Directive: Your task is to extract every line from the material below exactly.
%%
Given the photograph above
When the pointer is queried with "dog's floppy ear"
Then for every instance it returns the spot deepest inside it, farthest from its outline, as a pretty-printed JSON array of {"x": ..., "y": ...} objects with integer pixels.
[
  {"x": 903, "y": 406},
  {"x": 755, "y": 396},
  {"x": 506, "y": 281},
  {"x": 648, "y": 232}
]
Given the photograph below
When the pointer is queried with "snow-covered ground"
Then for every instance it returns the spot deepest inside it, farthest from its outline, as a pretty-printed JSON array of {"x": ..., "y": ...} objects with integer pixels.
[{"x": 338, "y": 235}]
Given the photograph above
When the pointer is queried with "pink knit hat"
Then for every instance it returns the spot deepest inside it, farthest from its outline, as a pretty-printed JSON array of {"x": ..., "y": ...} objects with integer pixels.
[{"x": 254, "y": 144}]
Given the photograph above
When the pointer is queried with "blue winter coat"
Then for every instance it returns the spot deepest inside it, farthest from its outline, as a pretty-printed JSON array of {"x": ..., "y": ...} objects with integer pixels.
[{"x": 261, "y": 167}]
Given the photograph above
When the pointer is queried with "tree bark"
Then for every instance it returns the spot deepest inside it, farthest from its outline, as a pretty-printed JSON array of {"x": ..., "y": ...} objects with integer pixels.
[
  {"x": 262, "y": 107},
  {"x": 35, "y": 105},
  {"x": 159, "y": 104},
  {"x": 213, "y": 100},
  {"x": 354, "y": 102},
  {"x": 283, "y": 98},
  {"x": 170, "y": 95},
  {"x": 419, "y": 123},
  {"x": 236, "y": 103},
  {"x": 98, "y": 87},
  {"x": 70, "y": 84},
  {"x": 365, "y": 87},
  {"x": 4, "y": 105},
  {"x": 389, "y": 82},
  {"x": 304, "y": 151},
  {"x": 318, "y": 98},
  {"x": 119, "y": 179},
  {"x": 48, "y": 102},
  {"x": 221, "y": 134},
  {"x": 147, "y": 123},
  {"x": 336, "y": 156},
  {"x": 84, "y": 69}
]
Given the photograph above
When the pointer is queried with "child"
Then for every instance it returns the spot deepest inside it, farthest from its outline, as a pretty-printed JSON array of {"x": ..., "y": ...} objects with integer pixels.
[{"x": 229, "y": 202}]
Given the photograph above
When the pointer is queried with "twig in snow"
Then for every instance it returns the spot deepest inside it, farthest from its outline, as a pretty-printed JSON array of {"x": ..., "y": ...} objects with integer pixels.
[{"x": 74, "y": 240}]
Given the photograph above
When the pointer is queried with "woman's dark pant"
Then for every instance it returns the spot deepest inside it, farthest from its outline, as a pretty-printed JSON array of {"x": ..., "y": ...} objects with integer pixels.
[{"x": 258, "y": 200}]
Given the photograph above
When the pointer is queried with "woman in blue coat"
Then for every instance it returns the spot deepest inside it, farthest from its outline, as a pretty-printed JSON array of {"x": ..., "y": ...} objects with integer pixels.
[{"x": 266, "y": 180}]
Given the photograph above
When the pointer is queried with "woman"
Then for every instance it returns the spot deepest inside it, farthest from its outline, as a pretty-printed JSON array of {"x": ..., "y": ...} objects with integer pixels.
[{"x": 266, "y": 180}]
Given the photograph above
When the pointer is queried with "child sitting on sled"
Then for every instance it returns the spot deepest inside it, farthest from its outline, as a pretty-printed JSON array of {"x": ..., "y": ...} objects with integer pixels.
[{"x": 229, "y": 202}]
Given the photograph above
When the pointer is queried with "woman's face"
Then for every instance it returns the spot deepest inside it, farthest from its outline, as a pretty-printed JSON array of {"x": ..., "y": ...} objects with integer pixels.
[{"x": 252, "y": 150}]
%%
Solution to this problem:
Given the photograph above
When the pointer is queried with "dog's floppy ear"
Then for every instance it returns the spot deepest inside it, farthest from its outline, as a pretty-printed JSON array of {"x": ..., "y": ...} objects with integer pixels.
[
  {"x": 903, "y": 406},
  {"x": 755, "y": 396},
  {"x": 506, "y": 281},
  {"x": 648, "y": 232}
]
Given the photograph below
When the pointer is queried with "snow-covered ground"
Then for every instance it returns the spot deepest inside it, farthest from its outline, as a pretty-printed JSON array of {"x": ..., "y": ...} objects with integer pixels.
[{"x": 338, "y": 235}]
Given the photograph above
When the pointer is queried with "pink knit hat"
Then for every instance it returns the spot deepest inside it, farthest from its outline, as a pretty-printed JSON array of {"x": ..., "y": ...} objects with integer pixels.
[{"x": 254, "y": 144}]
Given the photograph above
When the pointer is queried with "blue winter coat"
Then for every instance it returns the spot deepest inside it, farthest from its outline, as a pretty-printed JSON array of {"x": ..., "y": ...} objects with integer pixels.
[{"x": 261, "y": 167}]
Given the photograph above
When the pointer is queried with "tree bark"
Then for every instance it returns the spot deepest inside it, farthest from its outline, as a pretty-printed JSON array of {"x": ..., "y": ...} objects with integer pixels.
[
  {"x": 262, "y": 107},
  {"x": 35, "y": 105},
  {"x": 159, "y": 104},
  {"x": 213, "y": 100},
  {"x": 354, "y": 102},
  {"x": 283, "y": 98},
  {"x": 170, "y": 95},
  {"x": 419, "y": 123},
  {"x": 236, "y": 103},
  {"x": 98, "y": 87},
  {"x": 70, "y": 84},
  {"x": 365, "y": 87},
  {"x": 4, "y": 105},
  {"x": 389, "y": 82},
  {"x": 304, "y": 151},
  {"x": 318, "y": 98},
  {"x": 119, "y": 179},
  {"x": 48, "y": 102},
  {"x": 221, "y": 134},
  {"x": 147, "y": 123},
  {"x": 336, "y": 156},
  {"x": 84, "y": 69}
]
Given the photograph above
When the pointer is queried with "child"
Then for every instance it returns the spot deepest inside it, farthest from its outline, as a pretty-printed JSON array of {"x": ..., "y": ...} objects with integer pixels.
[{"x": 229, "y": 202}]
Given the photograph above
When the pointer is queried with "twig in snow"
Then for every instance it returns the spot deepest inside it, farthest from its outline, as a pretty-printed JSON array of {"x": ..., "y": ...} objects with integer pixels.
[{"x": 74, "y": 240}]
Given the photograph above
When the pointer is queried with "woman's dark pant"
Then for every instance it returns the spot deepest inside it, farthest from its outline, as a pretty-printed JSON array of {"x": ..., "y": ...} objects with integer pixels.
[{"x": 258, "y": 200}]
Given the photograph above
When the pointer is queried with "woman in blue coat"
Then for every instance it returns the spot deepest inside it, farthest from its outline, as a pretty-printed JSON array of {"x": ..., "y": ...} objects with integer pixels.
[{"x": 266, "y": 180}]
Given the photograph above
When the pointer is queried with "woman"
Then for every instance it returns the spot deepest inside it, farthest from its outline, as a pretty-printed JSON array of {"x": ..., "y": ...} objects with integer pixels.
[{"x": 266, "y": 180}]
Given the photograph above
When the pointer is queried with "child sitting on sled"
Then for every instance it returns the spot deepest inside it, farthest from its outline, as a pretty-printed JSON array of {"x": ..., "y": ...} objects with integer pixels.
[{"x": 229, "y": 202}]
Given the photograph above
When the pointer is queried with "woman's face"
Then for every instance it returns the spot deepest inside it, farthest from its outline, as a pretty-printed JSON array of {"x": ..., "y": ...} objects with integer pixels.
[{"x": 252, "y": 150}]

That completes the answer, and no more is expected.